To be done = Pull out every line from the rows below that contains the word "couple", copying each one in full.

Dataset items:
"""
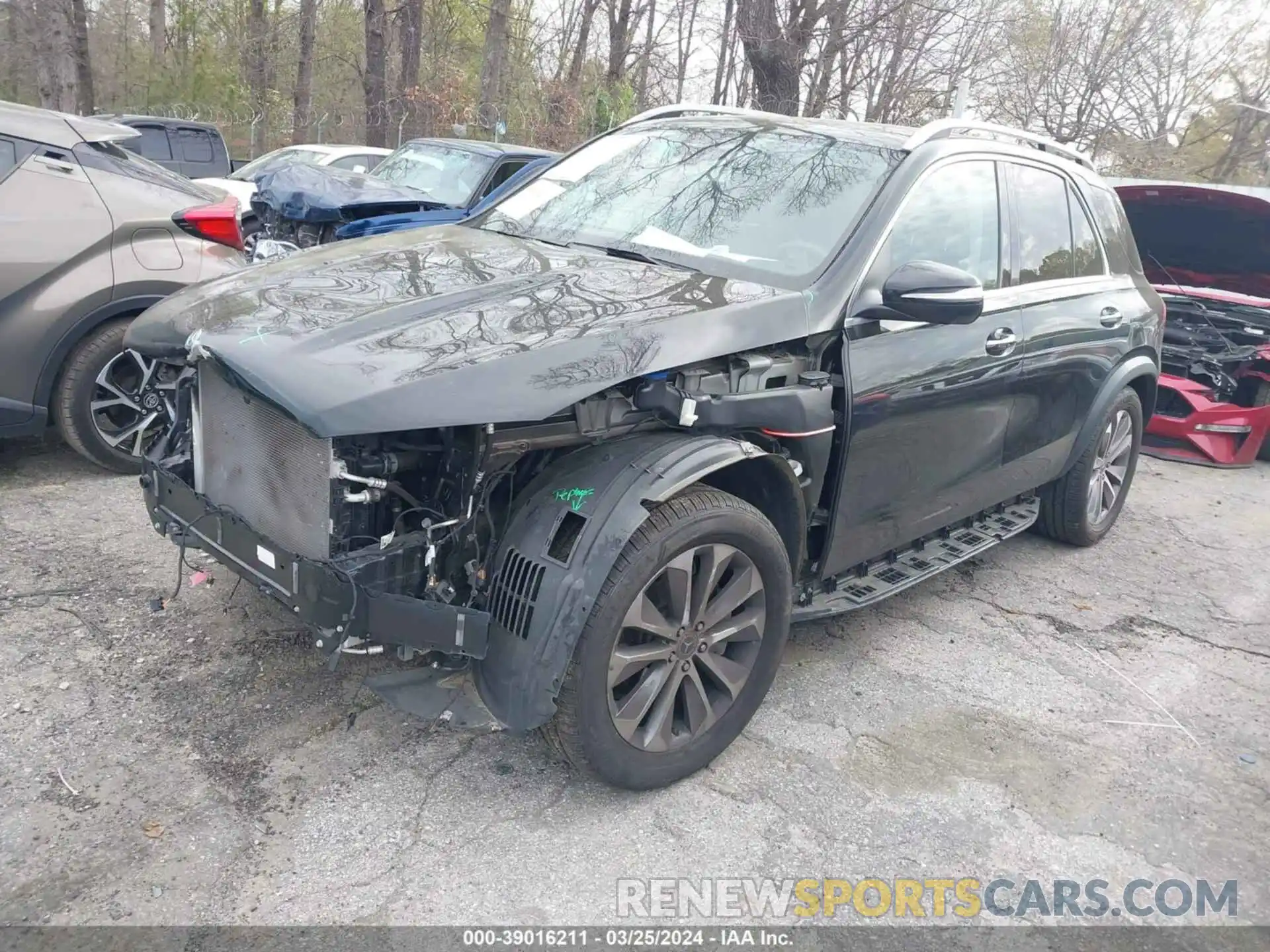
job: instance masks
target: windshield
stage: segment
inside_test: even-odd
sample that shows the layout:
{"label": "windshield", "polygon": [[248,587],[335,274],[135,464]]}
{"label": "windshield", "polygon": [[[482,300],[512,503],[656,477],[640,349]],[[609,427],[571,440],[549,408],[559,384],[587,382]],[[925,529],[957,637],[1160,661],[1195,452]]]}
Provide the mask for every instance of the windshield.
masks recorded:
{"label": "windshield", "polygon": [[237,171],[231,171],[229,176],[236,182],[254,182],[264,173],[281,169],[283,165],[316,165],[323,155],[312,149],[276,149],[254,159]]}
{"label": "windshield", "polygon": [[583,146],[480,227],[792,287],[815,277],[902,154],[748,117],[640,123]]}
{"label": "windshield", "polygon": [[425,192],[439,204],[465,208],[493,157],[441,142],[406,142],[375,166],[375,178]]}

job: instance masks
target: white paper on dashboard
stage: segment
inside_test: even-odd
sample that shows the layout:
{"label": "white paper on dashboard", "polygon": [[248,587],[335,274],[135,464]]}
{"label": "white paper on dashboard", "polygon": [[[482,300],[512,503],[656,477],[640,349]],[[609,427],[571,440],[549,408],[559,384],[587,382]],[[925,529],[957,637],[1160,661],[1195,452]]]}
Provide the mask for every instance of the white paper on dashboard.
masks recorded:
{"label": "white paper on dashboard", "polygon": [[523,218],[530,212],[536,212],[552,198],[564,192],[563,185],[546,179],[531,182],[514,195],[508,195],[499,202],[495,208],[508,218]]}
{"label": "white paper on dashboard", "polygon": [[698,248],[691,241],[681,239],[678,235],[672,235],[668,231],[662,231],[654,225],[649,225],[634,239],[636,245],[648,245],[649,248],[662,248],[667,251],[676,251],[681,255],[692,255],[695,258],[728,258],[733,261],[775,261],[775,258],[759,258],[758,255],[743,255],[737,251],[729,251],[726,245],[715,245],[714,248]]}

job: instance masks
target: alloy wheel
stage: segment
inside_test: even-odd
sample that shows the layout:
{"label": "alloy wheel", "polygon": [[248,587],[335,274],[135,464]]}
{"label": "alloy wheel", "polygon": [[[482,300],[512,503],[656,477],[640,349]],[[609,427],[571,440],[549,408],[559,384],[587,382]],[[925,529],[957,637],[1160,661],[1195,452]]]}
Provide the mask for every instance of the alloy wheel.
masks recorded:
{"label": "alloy wheel", "polygon": [[766,622],[758,569],[734,546],[681,552],[640,590],[608,659],[608,712],[652,753],[709,731],[740,696]]}
{"label": "alloy wheel", "polygon": [[177,368],[124,350],[97,374],[90,404],[102,440],[141,456],[175,416]]}
{"label": "alloy wheel", "polygon": [[1124,487],[1133,454],[1133,418],[1128,410],[1118,410],[1099,438],[1093,451],[1093,471],[1090,473],[1087,515],[1090,526],[1097,526],[1115,506]]}

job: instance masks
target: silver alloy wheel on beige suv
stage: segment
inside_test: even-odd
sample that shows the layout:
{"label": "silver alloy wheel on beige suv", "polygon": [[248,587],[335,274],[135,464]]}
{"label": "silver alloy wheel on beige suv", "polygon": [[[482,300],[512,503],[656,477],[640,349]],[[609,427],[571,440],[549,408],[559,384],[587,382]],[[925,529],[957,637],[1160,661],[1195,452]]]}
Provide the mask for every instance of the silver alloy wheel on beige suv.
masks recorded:
{"label": "silver alloy wheel on beige suv", "polygon": [[121,147],[135,136],[0,103],[0,438],[53,423],[119,472],[140,472],[170,401],[168,378],[119,357],[128,325],[244,263],[236,206]]}

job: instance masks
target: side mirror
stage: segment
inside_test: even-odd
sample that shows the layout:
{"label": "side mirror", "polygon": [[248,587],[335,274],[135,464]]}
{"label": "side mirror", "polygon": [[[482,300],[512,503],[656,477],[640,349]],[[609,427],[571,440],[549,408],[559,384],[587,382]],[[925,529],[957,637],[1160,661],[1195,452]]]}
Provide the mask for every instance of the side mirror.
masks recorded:
{"label": "side mirror", "polygon": [[909,261],[886,278],[881,303],[899,320],[973,324],[983,314],[983,284],[949,264]]}

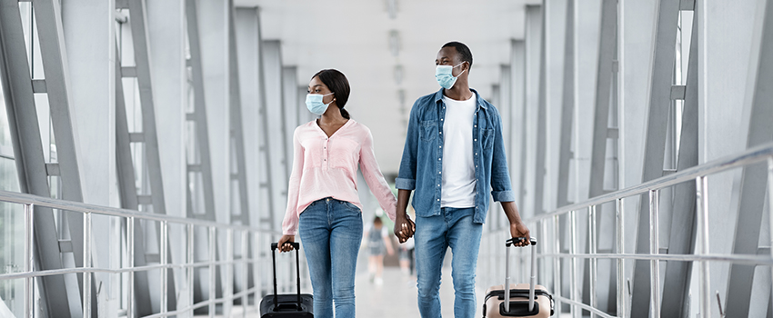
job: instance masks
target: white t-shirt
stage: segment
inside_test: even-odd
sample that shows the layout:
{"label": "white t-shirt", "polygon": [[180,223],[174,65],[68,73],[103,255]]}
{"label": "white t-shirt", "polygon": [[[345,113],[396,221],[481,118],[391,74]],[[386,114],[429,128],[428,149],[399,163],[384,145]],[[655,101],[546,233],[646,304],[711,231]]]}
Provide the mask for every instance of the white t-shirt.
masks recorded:
{"label": "white t-shirt", "polygon": [[475,94],[467,101],[443,96],[443,184],[440,206],[475,206],[475,159],[472,154],[472,126],[476,110]]}

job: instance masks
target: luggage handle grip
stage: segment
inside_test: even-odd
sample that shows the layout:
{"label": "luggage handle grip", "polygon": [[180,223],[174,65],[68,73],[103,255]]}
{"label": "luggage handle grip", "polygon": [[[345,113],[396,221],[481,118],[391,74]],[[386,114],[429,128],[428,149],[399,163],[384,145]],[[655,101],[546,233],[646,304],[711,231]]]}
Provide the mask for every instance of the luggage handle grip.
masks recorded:
{"label": "luggage handle grip", "polygon": [[[296,250],[296,283],[297,284],[297,303],[298,309],[301,308],[301,266],[300,266],[300,256],[298,254],[298,251],[301,249],[301,245],[296,242],[286,242],[285,243],[290,243],[293,245],[293,249]],[[271,260],[274,263],[274,309],[277,309],[279,306],[279,294],[277,293],[278,287],[276,286],[276,249],[279,247],[278,243],[271,243]]]}
{"label": "luggage handle grip", "polygon": [[[526,237],[511,237],[505,241],[505,310],[507,312],[510,311],[510,249],[509,247],[513,244],[521,243],[526,241]],[[529,240],[529,243],[532,245],[531,249],[531,279],[529,283],[529,299],[528,299],[528,310],[531,312],[534,309],[534,286],[536,280],[536,273],[537,273],[537,250],[534,248],[534,245],[537,245],[537,238],[532,237]]]}

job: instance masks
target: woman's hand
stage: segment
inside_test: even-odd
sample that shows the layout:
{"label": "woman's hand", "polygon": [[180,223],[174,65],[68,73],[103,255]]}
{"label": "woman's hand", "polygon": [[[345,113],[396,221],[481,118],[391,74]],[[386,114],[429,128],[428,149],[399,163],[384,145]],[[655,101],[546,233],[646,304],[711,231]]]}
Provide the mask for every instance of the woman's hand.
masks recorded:
{"label": "woman's hand", "polygon": [[293,250],[293,244],[290,243],[296,242],[296,235],[282,235],[282,238],[279,239],[279,242],[276,243],[276,246],[279,246],[279,252],[290,252]]}

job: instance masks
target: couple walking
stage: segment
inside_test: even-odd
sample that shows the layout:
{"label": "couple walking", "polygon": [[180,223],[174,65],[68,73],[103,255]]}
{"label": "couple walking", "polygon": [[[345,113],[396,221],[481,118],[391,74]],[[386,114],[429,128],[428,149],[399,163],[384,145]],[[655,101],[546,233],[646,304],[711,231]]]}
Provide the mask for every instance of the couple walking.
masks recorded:
{"label": "couple walking", "polygon": [[[475,315],[476,264],[489,191],[502,204],[510,234],[528,237],[510,187],[499,113],[469,88],[469,48],[447,43],[435,64],[441,88],[417,99],[411,109],[397,199],[376,161],[370,130],[351,120],[344,109],[349,96],[346,76],[326,69],[309,82],[306,106],[321,116],[297,127],[293,135],[293,169],[279,246],[290,251],[292,246],[285,243],[300,235],[317,318],[332,318],[334,303],[336,317],[355,317],[355,269],[363,232],[357,165],[395,221],[400,243],[414,237],[423,318],[440,317],[440,271],[449,246],[455,316]],[[416,221],[406,214],[411,191],[416,191]]]}

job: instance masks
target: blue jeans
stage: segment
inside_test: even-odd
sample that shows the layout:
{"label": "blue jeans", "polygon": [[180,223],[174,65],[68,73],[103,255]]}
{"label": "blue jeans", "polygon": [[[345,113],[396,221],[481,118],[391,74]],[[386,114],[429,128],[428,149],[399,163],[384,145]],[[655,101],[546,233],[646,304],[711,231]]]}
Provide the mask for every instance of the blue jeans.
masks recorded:
{"label": "blue jeans", "polygon": [[362,242],[362,214],[346,201],[325,198],[300,214],[298,234],[303,243],[311,285],[314,316],[355,317],[355,270]]}
{"label": "blue jeans", "polygon": [[483,224],[473,223],[475,208],[441,208],[440,215],[416,218],[416,265],[418,311],[422,318],[440,317],[440,275],[451,247],[454,316],[475,316],[475,271]]}

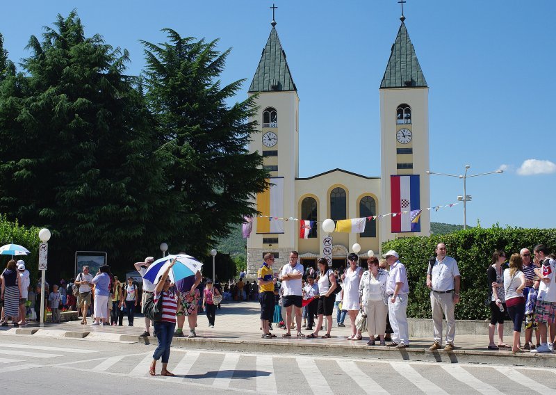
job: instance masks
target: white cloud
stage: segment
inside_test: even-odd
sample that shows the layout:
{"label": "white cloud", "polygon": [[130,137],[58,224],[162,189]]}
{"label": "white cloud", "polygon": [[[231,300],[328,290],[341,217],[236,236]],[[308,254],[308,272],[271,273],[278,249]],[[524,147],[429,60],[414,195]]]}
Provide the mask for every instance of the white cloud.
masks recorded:
{"label": "white cloud", "polygon": [[517,174],[519,175],[535,175],[555,172],[556,172],[556,164],[550,161],[539,159],[527,159],[517,170]]}

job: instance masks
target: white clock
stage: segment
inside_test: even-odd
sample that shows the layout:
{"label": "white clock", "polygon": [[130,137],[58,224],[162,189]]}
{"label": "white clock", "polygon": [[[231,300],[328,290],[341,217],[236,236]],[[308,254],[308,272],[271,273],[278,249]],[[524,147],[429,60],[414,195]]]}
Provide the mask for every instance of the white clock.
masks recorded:
{"label": "white clock", "polygon": [[409,129],[400,129],[395,134],[395,138],[402,144],[407,144],[411,140],[412,137],[411,131]]}
{"label": "white clock", "polygon": [[278,143],[278,136],[273,131],[267,131],[263,135],[263,144],[265,147],[274,147]]}

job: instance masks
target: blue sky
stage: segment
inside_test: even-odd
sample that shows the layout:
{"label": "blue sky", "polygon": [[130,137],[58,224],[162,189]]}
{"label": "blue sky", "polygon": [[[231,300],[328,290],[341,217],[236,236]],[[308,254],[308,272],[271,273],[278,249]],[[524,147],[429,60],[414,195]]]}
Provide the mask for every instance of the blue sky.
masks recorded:
{"label": "blue sky", "polygon": [[[380,175],[379,86],[400,25],[395,0],[277,0],[277,29],[301,99],[300,177],[340,168]],[[144,65],[139,40],[159,42],[169,27],[182,36],[220,38],[232,47],[222,81],[246,79],[245,97],[270,31],[270,1],[260,0],[10,1],[0,32],[14,61],[26,57],[58,13],[77,9],[87,35],[127,49],[129,72]],[[553,227],[556,134],[553,1],[407,0],[408,32],[430,90],[430,169],[468,179],[468,225]],[[537,174],[540,173],[540,174]],[[457,178],[432,176],[431,204],[456,202]],[[463,223],[462,205],[431,214]]]}

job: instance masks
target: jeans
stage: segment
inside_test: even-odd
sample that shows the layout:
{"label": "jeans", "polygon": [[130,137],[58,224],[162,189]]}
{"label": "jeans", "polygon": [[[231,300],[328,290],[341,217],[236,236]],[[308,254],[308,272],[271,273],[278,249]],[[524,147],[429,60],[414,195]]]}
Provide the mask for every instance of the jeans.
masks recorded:
{"label": "jeans", "polygon": [[208,325],[214,325],[214,316],[216,314],[216,305],[206,303],[206,318],[208,319]]}
{"label": "jeans", "polygon": [[133,325],[135,300],[126,300],[126,310],[127,311],[127,323]]}
{"label": "jeans", "polygon": [[337,312],[336,322],[338,323],[343,323],[343,320],[345,319],[345,314],[348,312],[348,310],[341,310],[339,308],[340,303],[341,303],[341,302],[334,302],[334,305],[336,306]]}
{"label": "jeans", "polygon": [[172,345],[172,338],[174,337],[174,330],[176,323],[156,321],[154,323],[154,331],[156,332],[156,339],[158,339],[158,346],[152,355],[152,359],[158,361],[162,357],[162,363],[167,364],[170,360],[170,348]]}

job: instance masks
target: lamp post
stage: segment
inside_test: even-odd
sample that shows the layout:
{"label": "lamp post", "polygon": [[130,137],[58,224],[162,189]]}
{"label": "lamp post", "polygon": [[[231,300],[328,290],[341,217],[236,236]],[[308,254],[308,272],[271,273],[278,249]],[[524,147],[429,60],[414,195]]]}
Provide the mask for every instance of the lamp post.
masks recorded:
{"label": "lamp post", "polygon": [[472,199],[471,195],[467,194],[467,186],[466,186],[467,179],[469,178],[469,177],[479,177],[480,175],[489,175],[489,174],[500,174],[500,173],[504,172],[504,170],[502,170],[502,169],[499,169],[499,170],[493,171],[493,172],[486,172],[486,173],[480,173],[480,174],[473,174],[473,175],[467,175],[467,170],[468,170],[471,167],[471,166],[469,166],[469,165],[466,165],[465,166],[465,172],[464,173],[464,175],[455,175],[455,174],[439,173],[439,172],[432,172],[430,170],[427,170],[425,172],[429,175],[445,175],[445,176],[447,176],[447,177],[457,177],[457,178],[459,178],[459,179],[461,179],[464,180],[464,195],[463,196],[459,195],[459,196],[457,197],[457,200],[459,201],[464,202],[464,229],[467,229],[467,205],[466,205],[466,204],[467,204],[468,202],[471,201],[471,199]]}
{"label": "lamp post", "polygon": [[41,241],[39,246],[39,270],[40,274],[40,319],[39,323],[44,323],[44,282],[46,281],[47,266],[48,265],[48,241],[50,240],[50,231],[44,227],[39,231]]}
{"label": "lamp post", "polygon": [[[213,282],[215,285],[216,284],[216,273],[214,271],[214,259],[218,251],[215,248],[211,250],[211,255],[213,256]],[[213,285],[213,287],[214,287],[214,285]]]}
{"label": "lamp post", "polygon": [[168,245],[165,243],[161,243],[160,249],[162,251],[162,257],[163,258],[166,256],[166,251],[168,250]]}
"""
Solution for this exercise =
target: couple walking
{"label": "couple walking", "polygon": [[180,223],[174,65],[68,73],[103,255]]}
{"label": "couple walking", "polygon": [[[345,113],[396,221],[481,118],[391,74]],[[386,114],[429,128],[428,149],[399,163],[384,145]],[[655,101],[546,233],[646,304],[711,231]]]}
Provide the mask for every instance of the couple walking.
{"label": "couple walking", "polygon": [[[475,315],[476,264],[489,191],[502,204],[510,234],[528,237],[510,187],[499,113],[469,88],[469,48],[447,43],[435,64],[441,88],[417,99],[411,109],[397,199],[376,161],[370,130],[351,120],[344,109],[349,96],[346,76],[326,69],[309,82],[306,106],[321,116],[297,127],[293,135],[293,169],[279,246],[290,251],[292,246],[285,243],[300,235],[317,318],[332,318],[334,303],[336,317],[355,317],[355,269],[363,232],[357,165],[395,221],[400,243],[414,237],[423,318],[440,317],[440,271],[449,246],[455,316]],[[416,221],[406,214],[411,191],[416,191]]]}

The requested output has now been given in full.